> [Required work]
Please copy out all of the items below, changing "evaluation set" to "test set" wherever it occurs and keeping everything else the same.

Pointing dataset records:

►

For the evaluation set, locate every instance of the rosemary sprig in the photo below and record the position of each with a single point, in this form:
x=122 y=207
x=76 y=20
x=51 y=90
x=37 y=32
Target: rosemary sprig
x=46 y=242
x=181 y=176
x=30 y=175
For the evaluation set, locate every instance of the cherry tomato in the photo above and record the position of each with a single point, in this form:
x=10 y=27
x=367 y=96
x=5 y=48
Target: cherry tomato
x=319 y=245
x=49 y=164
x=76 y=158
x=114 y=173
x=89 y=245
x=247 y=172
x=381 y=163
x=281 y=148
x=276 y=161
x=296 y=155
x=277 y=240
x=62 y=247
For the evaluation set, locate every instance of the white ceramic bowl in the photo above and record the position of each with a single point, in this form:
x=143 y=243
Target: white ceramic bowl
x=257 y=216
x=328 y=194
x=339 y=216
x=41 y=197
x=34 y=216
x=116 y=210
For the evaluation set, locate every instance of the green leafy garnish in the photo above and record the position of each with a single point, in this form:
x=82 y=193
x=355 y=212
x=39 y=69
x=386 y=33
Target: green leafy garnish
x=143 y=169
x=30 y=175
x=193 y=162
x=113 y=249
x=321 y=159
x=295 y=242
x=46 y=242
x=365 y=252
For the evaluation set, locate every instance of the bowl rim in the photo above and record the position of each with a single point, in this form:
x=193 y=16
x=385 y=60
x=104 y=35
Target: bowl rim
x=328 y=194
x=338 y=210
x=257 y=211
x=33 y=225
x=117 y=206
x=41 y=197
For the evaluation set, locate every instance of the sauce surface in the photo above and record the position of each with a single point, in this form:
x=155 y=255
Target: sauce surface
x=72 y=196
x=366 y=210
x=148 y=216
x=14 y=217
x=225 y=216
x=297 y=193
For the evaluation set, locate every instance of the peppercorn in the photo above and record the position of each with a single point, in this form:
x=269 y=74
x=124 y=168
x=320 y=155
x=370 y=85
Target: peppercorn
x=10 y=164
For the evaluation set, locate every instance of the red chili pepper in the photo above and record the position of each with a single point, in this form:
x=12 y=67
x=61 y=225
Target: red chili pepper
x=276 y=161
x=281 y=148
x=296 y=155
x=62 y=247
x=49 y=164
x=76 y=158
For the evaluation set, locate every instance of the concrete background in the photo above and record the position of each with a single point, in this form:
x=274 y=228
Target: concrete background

◄

> [Full solution]
For the test set, locate every instance of the rosemary sprig in the photo below and record the position of each with a single point, in this form:
x=122 y=207
x=76 y=20
x=51 y=90
x=37 y=32
Target: rosemary sprig
x=46 y=242
x=181 y=176
x=30 y=175
For the test set, locate every instance of the cherry tomato in the photo above and record the position of each with a single point, in this form:
x=10 y=27
x=367 y=96
x=5 y=48
Target: cherry tomato
x=319 y=245
x=49 y=164
x=76 y=158
x=114 y=173
x=89 y=245
x=247 y=172
x=381 y=163
x=281 y=148
x=276 y=161
x=296 y=155
x=277 y=240
x=62 y=247
For the test set, locate every instance of the white ceramic bowl in the photo above and record the position of each with a single point, in this form:
x=143 y=243
Target: white ceramic bowl
x=257 y=216
x=328 y=194
x=339 y=216
x=41 y=197
x=34 y=216
x=116 y=210
For the test set, locate every instance of the green leafy garnish in the photo above and record the position of each with a single point, in this form:
x=82 y=193
x=355 y=212
x=39 y=69
x=386 y=33
Target: green leafy garnish
x=143 y=169
x=30 y=175
x=193 y=162
x=113 y=249
x=321 y=159
x=295 y=242
x=46 y=242
x=365 y=252
For the test set, locate every instance of the bowl rim in the photo above and record the position of each with a single point, in this form:
x=193 y=16
x=385 y=60
x=104 y=35
Target: bowl rim
x=328 y=194
x=338 y=210
x=257 y=211
x=33 y=225
x=117 y=206
x=41 y=197
For the test set, locate every instance of the sauce surface in the photo above and record the position of each with a single point, in this form:
x=155 y=255
Target: sauce surface
x=72 y=196
x=366 y=210
x=148 y=216
x=14 y=217
x=225 y=216
x=297 y=193
For the test set, locate every instance of the peppercorn in the photo above and record the position of each with a single point, in this form:
x=269 y=74
x=124 y=168
x=320 y=155
x=370 y=85
Target: peppercorn
x=10 y=164
For the test set, locate every instance of the red chili pepper in the photo above and record the position of each with a single point, in this form:
x=12 y=67
x=61 y=225
Target: red chili pepper
x=276 y=161
x=281 y=148
x=296 y=155
x=62 y=247
x=49 y=164
x=76 y=158
For the test set, locate every instance of the concrete background in the photo above and record the position of each with a single point, in this form:
x=274 y=228
Target: concrete background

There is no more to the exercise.